Re: [Qemu-devel] [PATCH v5 00/28] Migration: postcopy failure recovery

qemu-devel

[Date Prev][Date Next][Thread Prev][Thread Next][Date Index][Thread Index]

Re: [Qemu-devel] [PATCH v5 00/28] Migration: postcopy failure recovery

From:	Peter Xu
Subject:	Re: [Qemu-devel] [PATCH v5 00/28] Migration: postcopy failure recovery
Date:	Fri, 12 Jan 2018 17:27:28 +0800
User-agent:	Mutt/1.9.1 (2017-09-22)

On Thu, Jan 11, 2018 at 04:59:32PM +0000, Dr. David Alan Gilbert wrote:
> * Peter Xu (address@hidden) wrote:
> > Tree is pushed here for better reference and testing (online tree
> > includes monitor OOB series):
> > 
> >   https://github.com/xzpeter/qemu/tree/postcopy-recover-all
> > 
> > This version removed quite a few patches related to migrate-incoming,
> > instead I introduced a new command "migrate-recover" to trigger the
> > recovery channel on destination side to simplify the code.
> 
> I've got this setup on a couple of my test hosts, and I'm using
> iptables to try breaking the connection.
> 
> See below for where I got stuck.
> 
> > To test this two series altogether, please checkout above tree and
> > build.  Note: to test on small and single host, one need to disable
> > full bandwidth postcopy migration otherwise it'll complete very fast.

TO DO:
a) From the postcopy recovery email, reproduce the passage starting with "On Thu, Jan" and going on through "simplify the code.".
b) In the postcopy recovery email, what new command was introduced to trigger the recovery channel on the destination side?

MATERIAL:
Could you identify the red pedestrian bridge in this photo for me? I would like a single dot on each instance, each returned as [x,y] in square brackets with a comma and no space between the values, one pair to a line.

LIST OF SOLUTIONS:
a)
On Thu, Jan 11, 2018 at 04:59:32PM +0000, Dr. David Alan Gilbert wrote:
> * Peter Xu (address@hidden) wrote:
> > Tree is pushed here for better reference and testing (online tree
> > includes monitor OOB series):
> > 
> >   https://github.com/xzpeter/qemu/tree/postcopy-recover-all
> > 
> > This version removed quite a few patches related to migrate-incoming,
> > instead I introduced a new command "migrate-recover" to trigger the
> > recovery channel on destination side to simplify the code.

b) "migrate-recover"